YOUR TASK
Retype the complete listing exactly as it appears.

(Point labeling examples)
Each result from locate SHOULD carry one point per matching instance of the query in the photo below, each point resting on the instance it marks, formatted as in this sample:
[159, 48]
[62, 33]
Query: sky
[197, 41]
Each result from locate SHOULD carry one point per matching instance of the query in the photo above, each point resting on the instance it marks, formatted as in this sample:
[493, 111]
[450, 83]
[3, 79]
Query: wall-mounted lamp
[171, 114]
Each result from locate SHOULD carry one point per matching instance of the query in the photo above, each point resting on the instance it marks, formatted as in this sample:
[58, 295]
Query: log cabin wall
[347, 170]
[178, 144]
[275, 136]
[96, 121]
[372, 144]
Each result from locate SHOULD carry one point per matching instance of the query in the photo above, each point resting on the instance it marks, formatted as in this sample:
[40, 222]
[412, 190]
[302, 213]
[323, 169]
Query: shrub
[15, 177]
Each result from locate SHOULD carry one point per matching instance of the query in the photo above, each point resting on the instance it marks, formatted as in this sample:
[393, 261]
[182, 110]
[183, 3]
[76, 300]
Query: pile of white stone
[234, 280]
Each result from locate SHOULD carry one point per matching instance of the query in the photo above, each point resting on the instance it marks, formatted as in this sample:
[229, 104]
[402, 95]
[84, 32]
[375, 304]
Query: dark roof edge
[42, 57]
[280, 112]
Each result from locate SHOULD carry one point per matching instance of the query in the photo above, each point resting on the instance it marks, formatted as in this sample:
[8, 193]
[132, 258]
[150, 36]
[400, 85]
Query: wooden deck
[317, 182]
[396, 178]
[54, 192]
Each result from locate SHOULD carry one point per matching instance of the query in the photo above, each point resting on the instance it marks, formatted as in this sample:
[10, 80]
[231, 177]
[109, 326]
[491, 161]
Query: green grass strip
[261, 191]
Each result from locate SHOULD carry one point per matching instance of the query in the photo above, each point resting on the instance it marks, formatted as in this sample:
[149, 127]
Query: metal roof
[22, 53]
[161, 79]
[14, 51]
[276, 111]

TASK SOLUTION
Each result from locate SHOULD carry one point per matching instance of the query in the photo below, each point resting on the instance it marks, formatted as in this sample:
[159, 48]
[62, 33]
Query: sky
[197, 41]
Each result from locate SHOULD carry one point per matching instance of the query in the photo above, each point resting on the instance it marks, formatted as in this sample:
[493, 111]
[450, 83]
[3, 79]
Query: wall-mounted lamp
[171, 114]
Each result from locate SHOULD carry one point per matching instance of the query in the photo above, each point resting on the instance it marks, formatted as in this sample:
[58, 295]
Query: log cabin wall
[347, 170]
[178, 144]
[275, 136]
[96, 121]
[372, 144]
Each result from locate SHOULD carry one point per matching instance of the query in the photo above, each point resting on the instance it marks, formatted as in this sample:
[40, 222]
[412, 190]
[302, 213]
[323, 169]
Query: shrub
[15, 177]
Each result from locate SHOULD carry one point per matching instance of the query in the photo above, each point resting on the instance it marks, formatted as in this sample:
[393, 261]
[182, 110]
[183, 3]
[76, 300]
Query: pile of white stone
[234, 280]
Each result from locate SHOULD carry one point per matching instance of the query in the photo above, each point resting on the instance it marks, formatted as in this sample:
[229, 104]
[402, 95]
[84, 32]
[375, 304]
Query: dark roof edge
[42, 57]
[280, 112]
Each result from locate SHOULD carry one point per matching instance of the query in the photo above, each point resting on the instance it marks, formatted as in this sample:
[8, 193]
[132, 258]
[150, 36]
[400, 85]
Query: wooden deck
[317, 182]
[396, 178]
[54, 192]
Each result from locate SHOULD carry one point per matching instance of the query in the photo above, each point resting on the instance it marks, formatted as in this sample:
[10, 80]
[231, 177]
[109, 326]
[491, 161]
Query: green grass strip
[261, 191]
Each result from locate SHOULD carry one point per matching instance of the query in the photo above, each point resting on the instance it marks, formatted as in this sample:
[149, 127]
Query: metal roof
[22, 53]
[161, 79]
[14, 51]
[276, 111]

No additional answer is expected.